Citeer het volledige materiaal hieronder regel voor regel, zonder iets te wijzigen.

:: TE VERWERKEN GEGEVENS

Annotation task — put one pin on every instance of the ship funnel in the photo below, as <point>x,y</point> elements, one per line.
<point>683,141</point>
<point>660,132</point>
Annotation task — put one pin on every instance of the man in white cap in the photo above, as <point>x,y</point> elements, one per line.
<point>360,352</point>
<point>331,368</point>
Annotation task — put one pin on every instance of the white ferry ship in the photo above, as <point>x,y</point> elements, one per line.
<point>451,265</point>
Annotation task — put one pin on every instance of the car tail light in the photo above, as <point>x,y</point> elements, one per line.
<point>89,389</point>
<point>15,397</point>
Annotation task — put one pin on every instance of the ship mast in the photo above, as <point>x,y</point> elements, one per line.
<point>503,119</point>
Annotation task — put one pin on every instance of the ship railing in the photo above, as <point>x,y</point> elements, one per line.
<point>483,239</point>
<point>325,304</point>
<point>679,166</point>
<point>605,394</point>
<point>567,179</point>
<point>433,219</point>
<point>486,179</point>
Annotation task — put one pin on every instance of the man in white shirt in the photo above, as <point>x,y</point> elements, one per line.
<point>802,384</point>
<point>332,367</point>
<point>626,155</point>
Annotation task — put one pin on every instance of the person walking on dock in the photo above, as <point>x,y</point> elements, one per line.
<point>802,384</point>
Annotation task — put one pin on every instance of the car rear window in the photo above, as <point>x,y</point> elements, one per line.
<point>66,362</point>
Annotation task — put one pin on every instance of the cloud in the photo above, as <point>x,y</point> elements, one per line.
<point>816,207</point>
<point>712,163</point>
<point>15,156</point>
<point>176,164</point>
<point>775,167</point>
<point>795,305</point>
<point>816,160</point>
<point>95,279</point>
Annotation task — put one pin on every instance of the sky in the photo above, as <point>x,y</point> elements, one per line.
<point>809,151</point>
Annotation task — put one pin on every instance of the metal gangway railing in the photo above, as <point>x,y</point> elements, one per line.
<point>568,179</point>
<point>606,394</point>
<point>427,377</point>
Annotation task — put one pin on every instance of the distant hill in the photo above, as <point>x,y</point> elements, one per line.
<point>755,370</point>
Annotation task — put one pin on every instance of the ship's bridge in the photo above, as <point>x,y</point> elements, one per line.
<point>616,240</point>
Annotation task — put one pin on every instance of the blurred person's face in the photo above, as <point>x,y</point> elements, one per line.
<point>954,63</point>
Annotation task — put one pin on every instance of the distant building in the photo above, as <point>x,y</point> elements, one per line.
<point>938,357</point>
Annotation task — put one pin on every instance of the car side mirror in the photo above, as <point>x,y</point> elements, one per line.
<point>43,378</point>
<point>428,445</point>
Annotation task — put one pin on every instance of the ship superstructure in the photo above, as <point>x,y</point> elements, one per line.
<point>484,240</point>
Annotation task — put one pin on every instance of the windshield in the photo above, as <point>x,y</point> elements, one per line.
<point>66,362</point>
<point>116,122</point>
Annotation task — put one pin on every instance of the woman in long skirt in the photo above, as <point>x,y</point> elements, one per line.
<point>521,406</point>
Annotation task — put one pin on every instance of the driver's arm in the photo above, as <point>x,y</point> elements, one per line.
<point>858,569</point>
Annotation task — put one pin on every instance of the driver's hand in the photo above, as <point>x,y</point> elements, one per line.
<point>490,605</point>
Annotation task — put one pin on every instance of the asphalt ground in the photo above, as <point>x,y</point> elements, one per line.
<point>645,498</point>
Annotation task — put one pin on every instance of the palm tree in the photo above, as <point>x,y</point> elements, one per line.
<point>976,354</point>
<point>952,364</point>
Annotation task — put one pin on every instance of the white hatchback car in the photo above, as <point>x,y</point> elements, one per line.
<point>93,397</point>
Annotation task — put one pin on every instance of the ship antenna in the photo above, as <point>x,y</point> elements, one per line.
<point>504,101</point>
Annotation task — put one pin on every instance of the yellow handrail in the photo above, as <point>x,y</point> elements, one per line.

::::

§ EINDANTWOORD
Annotation task — put one pin on every instance of the ship funnel in the photo below, as <point>x,y</point> elements, one per line.
<point>683,141</point>
<point>660,132</point>
Annotation task — put one pin on every instance of the man in white cap in the photo above, as <point>x,y</point> elements, one per line.
<point>360,352</point>
<point>331,368</point>
Annotation task — put one pin on every instance of the white ferry ship in the photo above, as <point>x,y</point> elements, one per line.
<point>451,265</point>
Annotation task — put one pin on every instance of the car tail light in the photo above, as <point>x,y</point> elements, one per line.
<point>89,389</point>
<point>15,397</point>
Annotation task — put one pin on every instance of the ship mast in the photo above, as <point>x,y</point> elements, one per line.
<point>503,119</point>
Annotation task — put one pin on every instance of the ship railing in the photo above, as <point>x,y</point> elements, one per line.
<point>483,239</point>
<point>325,304</point>
<point>679,166</point>
<point>605,394</point>
<point>567,179</point>
<point>433,219</point>
<point>486,179</point>
Annotation task — put one pin on every instance of the man in white shirt in the photo above, as <point>x,y</point> elements, one per line.
<point>802,384</point>
<point>332,367</point>
<point>626,155</point>
Annotation task — put one pin on every instance of the person walking on dock in the photo above, as <point>x,y</point> elements, one per line.
<point>802,384</point>
Annotation task — put one pin on every instance of the car rear window in the photo above, as <point>x,y</point> elements, one per line.
<point>66,362</point>
Annotation task — put one pin on every instance of the cloud in the photo above, as <point>x,y</point> elements, one per line.
<point>816,207</point>
<point>712,163</point>
<point>15,156</point>
<point>176,164</point>
<point>775,167</point>
<point>795,305</point>
<point>816,160</point>
<point>95,279</point>
Annotation task — put one pin on every instance of the sky in the photo above, as <point>x,y</point> elements, one per line.
<point>809,151</point>
Annotation task — put one pin on every instance of the metal gangway railing in the photo above, as <point>x,y</point> elements, one per line.
<point>568,179</point>
<point>606,394</point>
<point>427,377</point>
Annotation task — put one pin on every instance of the distant hill in the photo above, as <point>x,y</point> elements, one per line.
<point>755,370</point>
Annotation task — put one pin on every instance of the ship's bridge in the photo above, as <point>x,y</point> elements, one per line.
<point>616,240</point>
Annotation task — put one pin on every instance of the blurred person's face in the photo above, as <point>x,y</point> elements, one per line.
<point>954,63</point>
Annotation task — put one pin on every instance of the distant building in the photo above, as <point>x,y</point> elements, one per line.
<point>938,357</point>
Annotation task — put one pin on every instance of the car side mirror in the photo above, as <point>x,y</point> elements, one per line.
<point>43,378</point>
<point>428,445</point>
Annotation task — put one pin on every instance of the ship superstructure in the photo above, as <point>x,y</point> elements, one per line.
<point>484,240</point>
Annotation task — put one pin on every instance of the windshield in the photo above, as <point>x,y</point> elements, one per line.
<point>66,362</point>
<point>116,122</point>
Annotation task — put one pin on every instance of the woman in long skirt in the photo above, as <point>x,y</point> elements, one per line.
<point>521,406</point>
Annotation task — put one pin on every instance of the driver's arm in the photo above, as <point>x,y</point> elements, one per line.
<point>858,569</point>
Annotation task — put one pin on every instance of the driver's hand in the photo above, as <point>x,y</point> elements, one per line.
<point>490,605</point>
Annotation task — put one pin on every instance of the asphalt ground in the photo above, as <point>x,y</point> elements, one per line.
<point>645,498</point>
Annotation task — put one pin on every instance of the palm tree in the photo above, as <point>x,y</point> elements, one per line.
<point>976,354</point>
<point>952,364</point>
Annotation task — put one pin on every instance of the white hatchback car in the photo above, as <point>x,y</point> elements, one per line.
<point>93,397</point>
Annotation task — put one pin on every instance of the ship antenna in the photo above, as <point>x,y</point> elements, one per line.
<point>504,101</point>
Annotation task — put one pin on every instance of the yellow handrail in the photo above, as <point>x,y</point> elements, one per line.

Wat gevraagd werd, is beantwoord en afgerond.